◆ **Your instructions**
Return each entry below without any alteration.

(Given records Opens)

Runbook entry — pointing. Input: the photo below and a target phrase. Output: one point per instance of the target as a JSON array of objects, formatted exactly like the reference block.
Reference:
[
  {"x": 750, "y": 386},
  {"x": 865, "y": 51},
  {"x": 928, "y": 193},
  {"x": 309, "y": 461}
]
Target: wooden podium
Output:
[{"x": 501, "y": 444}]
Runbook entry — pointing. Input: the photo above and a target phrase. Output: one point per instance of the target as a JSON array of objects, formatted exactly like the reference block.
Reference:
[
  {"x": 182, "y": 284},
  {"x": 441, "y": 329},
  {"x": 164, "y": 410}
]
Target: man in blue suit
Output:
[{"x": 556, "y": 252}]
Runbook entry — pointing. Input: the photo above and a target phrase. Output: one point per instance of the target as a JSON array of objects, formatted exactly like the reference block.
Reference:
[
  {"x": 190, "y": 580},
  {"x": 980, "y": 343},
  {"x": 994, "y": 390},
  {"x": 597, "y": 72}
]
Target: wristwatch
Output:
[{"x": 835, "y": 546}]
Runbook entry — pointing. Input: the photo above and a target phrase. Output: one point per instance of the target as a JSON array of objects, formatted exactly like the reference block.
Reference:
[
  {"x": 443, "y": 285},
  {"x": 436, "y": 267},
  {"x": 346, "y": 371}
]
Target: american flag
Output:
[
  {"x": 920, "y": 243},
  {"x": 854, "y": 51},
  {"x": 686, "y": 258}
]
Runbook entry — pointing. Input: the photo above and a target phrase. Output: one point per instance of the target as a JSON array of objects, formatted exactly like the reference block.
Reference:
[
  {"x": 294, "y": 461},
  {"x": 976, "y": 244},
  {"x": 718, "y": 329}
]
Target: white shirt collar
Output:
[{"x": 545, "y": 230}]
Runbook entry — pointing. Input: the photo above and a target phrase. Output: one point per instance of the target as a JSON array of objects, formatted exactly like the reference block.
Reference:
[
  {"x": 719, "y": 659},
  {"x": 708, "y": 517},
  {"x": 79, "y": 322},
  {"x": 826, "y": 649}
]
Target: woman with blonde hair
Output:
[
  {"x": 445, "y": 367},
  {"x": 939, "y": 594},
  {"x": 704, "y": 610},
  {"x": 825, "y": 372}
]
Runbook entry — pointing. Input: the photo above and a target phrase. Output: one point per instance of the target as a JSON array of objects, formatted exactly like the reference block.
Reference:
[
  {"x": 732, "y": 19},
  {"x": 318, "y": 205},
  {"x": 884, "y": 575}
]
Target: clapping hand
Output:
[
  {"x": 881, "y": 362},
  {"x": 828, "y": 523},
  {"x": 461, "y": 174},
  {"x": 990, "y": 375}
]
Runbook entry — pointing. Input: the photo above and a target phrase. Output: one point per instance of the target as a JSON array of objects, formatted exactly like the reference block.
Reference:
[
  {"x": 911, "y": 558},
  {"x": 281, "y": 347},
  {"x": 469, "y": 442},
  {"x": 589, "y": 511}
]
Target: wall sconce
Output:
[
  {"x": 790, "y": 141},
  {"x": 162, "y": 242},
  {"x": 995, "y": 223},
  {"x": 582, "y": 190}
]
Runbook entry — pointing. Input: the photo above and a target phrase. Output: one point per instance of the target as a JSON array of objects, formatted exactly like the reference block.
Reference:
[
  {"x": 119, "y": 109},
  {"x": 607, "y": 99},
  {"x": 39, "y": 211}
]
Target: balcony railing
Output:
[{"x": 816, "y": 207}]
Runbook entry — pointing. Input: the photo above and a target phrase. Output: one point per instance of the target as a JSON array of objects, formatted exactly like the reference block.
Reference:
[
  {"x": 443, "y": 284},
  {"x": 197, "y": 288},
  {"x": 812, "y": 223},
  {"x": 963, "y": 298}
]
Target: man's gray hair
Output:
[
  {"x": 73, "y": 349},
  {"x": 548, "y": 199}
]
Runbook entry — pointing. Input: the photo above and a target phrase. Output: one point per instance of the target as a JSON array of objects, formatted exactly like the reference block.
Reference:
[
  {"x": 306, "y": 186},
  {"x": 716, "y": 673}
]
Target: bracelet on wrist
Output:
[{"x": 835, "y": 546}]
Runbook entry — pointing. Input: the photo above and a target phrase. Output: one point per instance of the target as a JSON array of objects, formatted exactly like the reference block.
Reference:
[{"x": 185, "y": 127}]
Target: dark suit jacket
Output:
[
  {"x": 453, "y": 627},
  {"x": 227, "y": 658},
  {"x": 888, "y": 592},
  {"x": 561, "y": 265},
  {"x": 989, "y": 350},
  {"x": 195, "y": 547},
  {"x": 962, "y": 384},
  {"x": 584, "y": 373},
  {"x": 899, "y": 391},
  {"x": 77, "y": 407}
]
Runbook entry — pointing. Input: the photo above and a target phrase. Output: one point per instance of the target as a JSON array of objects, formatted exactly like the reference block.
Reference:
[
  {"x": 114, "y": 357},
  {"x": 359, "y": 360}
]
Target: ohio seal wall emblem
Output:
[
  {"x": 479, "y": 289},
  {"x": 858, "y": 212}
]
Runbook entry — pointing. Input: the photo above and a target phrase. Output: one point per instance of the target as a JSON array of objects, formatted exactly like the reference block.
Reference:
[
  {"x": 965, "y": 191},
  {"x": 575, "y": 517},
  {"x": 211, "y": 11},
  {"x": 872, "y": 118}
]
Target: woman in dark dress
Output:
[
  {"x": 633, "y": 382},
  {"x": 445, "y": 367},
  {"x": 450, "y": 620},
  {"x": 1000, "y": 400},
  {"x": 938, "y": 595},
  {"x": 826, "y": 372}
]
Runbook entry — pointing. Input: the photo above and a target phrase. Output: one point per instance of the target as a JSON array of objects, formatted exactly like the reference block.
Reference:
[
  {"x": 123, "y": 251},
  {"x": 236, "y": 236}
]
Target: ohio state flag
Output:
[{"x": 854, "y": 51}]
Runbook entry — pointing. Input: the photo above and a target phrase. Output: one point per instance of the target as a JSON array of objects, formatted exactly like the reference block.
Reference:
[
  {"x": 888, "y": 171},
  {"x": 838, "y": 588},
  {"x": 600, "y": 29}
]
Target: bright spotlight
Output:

(Given records Closes)

◆ **Reply to the exercise**
Runbook entry — pointing. Input: the photo below and a target phrase. Output: one point per instance of the target as a JSON array of objects, formatted exactly like the reference block.
Reference:
[
  {"x": 750, "y": 386},
  {"x": 865, "y": 51},
  {"x": 928, "y": 193},
  {"x": 309, "y": 461}
]
Target: wooden podium
Output:
[{"x": 501, "y": 444}]
Runbook entry — pointing. Input: the photo above and a target phrase. Output: one point per instance of the target as a JSON array of objects, formatted exactly like the reference block.
Reference:
[
  {"x": 182, "y": 284},
  {"x": 441, "y": 329},
  {"x": 164, "y": 410}
]
Target: man in blue suit
Output:
[{"x": 556, "y": 252}]
Runbook entry — pointing. Input: the photo above and a target phrase. Output: one point per instance of the target as a JSON array of objects, formatted exactly like the reference block.
Reference:
[
  {"x": 190, "y": 580},
  {"x": 980, "y": 343},
  {"x": 994, "y": 390},
  {"x": 597, "y": 72}
]
Target: wristwatch
Output:
[{"x": 835, "y": 546}]
Runbook entry — pointing. Input: the photo above and a target phrase. Output: one point per instance of the target as a JSON array of objects, formatted exactly like the reference block.
Reference:
[
  {"x": 443, "y": 285},
  {"x": 436, "y": 267},
  {"x": 346, "y": 371}
]
Target: american flag
Output:
[
  {"x": 920, "y": 243},
  {"x": 854, "y": 51},
  {"x": 686, "y": 258}
]
Runbook entry — pointing. Input: the photo above and a target phrase. Output: one point per instance of the target as a JSON array of objects, formatted exactly like the reference block.
Reference:
[
  {"x": 294, "y": 461},
  {"x": 976, "y": 244},
  {"x": 718, "y": 329}
]
Target: white shirt collar
Output:
[{"x": 545, "y": 230}]
Runbook entry — pointing. Input: the photo above and a target phrase. Output: one point per instance of the target as a JSON array of objects, formatted exactly like the reference block.
Reference:
[
  {"x": 719, "y": 659},
  {"x": 708, "y": 517},
  {"x": 79, "y": 322},
  {"x": 826, "y": 649}
]
Target: woman with blonde hair
Output:
[
  {"x": 445, "y": 367},
  {"x": 939, "y": 594},
  {"x": 704, "y": 610},
  {"x": 825, "y": 372}
]
Runbook entry — pointing. Input: the photo above and a target phrase. Output: one point per instance of the target as a JSON array of objects, formatted exactly like the reference block.
Reference:
[
  {"x": 732, "y": 19},
  {"x": 318, "y": 205},
  {"x": 884, "y": 575}
]
Target: clapping hand
Output:
[
  {"x": 881, "y": 362},
  {"x": 828, "y": 523},
  {"x": 461, "y": 174},
  {"x": 990, "y": 375}
]
Runbook entry — pointing. Input: the photo above and a target phrase. Output: one point per instance of the target as a JSON array of objects, formatted exactly like the reference block.
Reference:
[
  {"x": 911, "y": 558},
  {"x": 281, "y": 347},
  {"x": 469, "y": 442},
  {"x": 589, "y": 511}
]
Target: wall sconce
Output:
[
  {"x": 790, "y": 141},
  {"x": 162, "y": 242},
  {"x": 995, "y": 223},
  {"x": 582, "y": 190}
]
Runbook entry — pointing. Input: the photo above and a target phrase. Output: one point per instance of the target as a JSON array of objects, formatted exactly like the reference block.
Reference:
[
  {"x": 119, "y": 109},
  {"x": 607, "y": 99},
  {"x": 39, "y": 211}
]
Target: balcony railing
Output:
[{"x": 816, "y": 207}]
Runbook entry — pointing. Input: the photo above and a target phrase. Output: one point per instance of the target as a JSON array of objects, formatted exactly like the reference block.
Reference:
[
  {"x": 443, "y": 284},
  {"x": 197, "y": 288},
  {"x": 812, "y": 223},
  {"x": 963, "y": 298}
]
Target: man's gray hair
Output:
[
  {"x": 73, "y": 349},
  {"x": 548, "y": 199}
]
Runbook entry — pointing. Input: the photo above and a target phrase. Output: one point per instance of the target as a JSON array of objects, formatted exactly like the reference block.
Reference:
[
  {"x": 306, "y": 186},
  {"x": 716, "y": 673}
]
Target: bracelet on wrist
Output:
[{"x": 835, "y": 546}]
Runbook entry — pointing. Input: the photo above and a target phrase. Output: one point per instance of the target as a JSON array of objects, formatted exactly like the reference block.
Reference:
[{"x": 185, "y": 127}]
Target: dark suit jacket
Output:
[
  {"x": 453, "y": 627},
  {"x": 227, "y": 658},
  {"x": 888, "y": 592},
  {"x": 561, "y": 265},
  {"x": 989, "y": 350},
  {"x": 195, "y": 547},
  {"x": 962, "y": 384},
  {"x": 584, "y": 373},
  {"x": 899, "y": 391},
  {"x": 77, "y": 407}
]
Runbook entry — pointing. Input: the photo above and a target phrase. Output: one point per instance of the target as a JSON array of objects, formatted exactly like the reference block.
Reference:
[
  {"x": 114, "y": 357},
  {"x": 359, "y": 360}
]
Target: ohio seal wall emblem
Output:
[
  {"x": 479, "y": 289},
  {"x": 858, "y": 212}
]
Runbook entry — pointing. Input: the photo above and a target phrase. Output: one point per instance of the target as a JSON array of objects, formatted exactly like the reference block.
Reference:
[
  {"x": 965, "y": 191},
  {"x": 575, "y": 517},
  {"x": 211, "y": 11},
  {"x": 872, "y": 118}
]
Target: woman in dark dress
Output:
[
  {"x": 633, "y": 382},
  {"x": 445, "y": 367},
  {"x": 450, "y": 620},
  {"x": 1000, "y": 400},
  {"x": 938, "y": 595},
  {"x": 826, "y": 372}
]
Runbook entry — pointing. Input: the photo above and a target phrase. Output: one point per instance of the target as a JSON array of objects, formatted exactly like the reference block.
Reference:
[
  {"x": 123, "y": 251},
  {"x": 236, "y": 236}
]
Target: ohio state flag
Output:
[{"x": 854, "y": 51}]
Runbook entry — pointing. Input: the photo above and a target phrase. Output: one point per instance of the target as a JSON array of objects, formatted exactly like the reference block.
Reference:
[
  {"x": 888, "y": 171},
  {"x": 838, "y": 588},
  {"x": 600, "y": 29}
]
Target: bright spotlight
Output:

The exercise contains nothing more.